Please copy the items from the line with "mark: the innermost point of each instance of the grass ground" through the end of the items, swapping "innermost point" for "central point" and leaving everything else unchanged.
╔══
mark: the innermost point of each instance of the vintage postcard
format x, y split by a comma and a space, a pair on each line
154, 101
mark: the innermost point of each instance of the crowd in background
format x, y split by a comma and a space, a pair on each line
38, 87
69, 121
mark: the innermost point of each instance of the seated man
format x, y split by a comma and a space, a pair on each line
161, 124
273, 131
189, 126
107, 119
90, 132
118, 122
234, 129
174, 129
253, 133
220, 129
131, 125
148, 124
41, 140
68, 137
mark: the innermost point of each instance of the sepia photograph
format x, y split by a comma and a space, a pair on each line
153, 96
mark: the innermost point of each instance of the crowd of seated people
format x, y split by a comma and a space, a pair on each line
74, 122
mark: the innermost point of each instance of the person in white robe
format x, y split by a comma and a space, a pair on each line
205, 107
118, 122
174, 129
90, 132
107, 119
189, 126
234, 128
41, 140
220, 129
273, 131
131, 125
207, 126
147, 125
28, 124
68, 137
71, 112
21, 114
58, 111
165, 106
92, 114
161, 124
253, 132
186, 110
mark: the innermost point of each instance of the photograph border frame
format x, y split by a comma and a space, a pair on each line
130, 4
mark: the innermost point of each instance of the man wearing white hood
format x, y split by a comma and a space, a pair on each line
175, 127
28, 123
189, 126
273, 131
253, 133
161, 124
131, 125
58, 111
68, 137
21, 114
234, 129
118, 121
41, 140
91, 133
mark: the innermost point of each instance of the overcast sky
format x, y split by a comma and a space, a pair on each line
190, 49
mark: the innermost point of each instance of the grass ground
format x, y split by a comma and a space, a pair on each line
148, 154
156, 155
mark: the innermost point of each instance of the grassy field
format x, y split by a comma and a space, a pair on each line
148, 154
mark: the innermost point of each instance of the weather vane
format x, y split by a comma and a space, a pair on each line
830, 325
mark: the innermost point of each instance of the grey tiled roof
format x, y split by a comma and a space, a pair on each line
╚══
Complete output |
mark: the central point of each instance of the grass ground
format x, y split by a comma and a space, a pair on each line
148, 154
156, 155
mark: the central point of each instance of the grassy field
format x, y split by a comma and a space, a pair on each line
148, 154
mark: the central point of each instance of the weather vane
format x, y split by a comma and a space, a pair on each line
830, 325
mark: the central point of each instance of the grey tiled roof
format x, y split by a comma and a space, a pair on each line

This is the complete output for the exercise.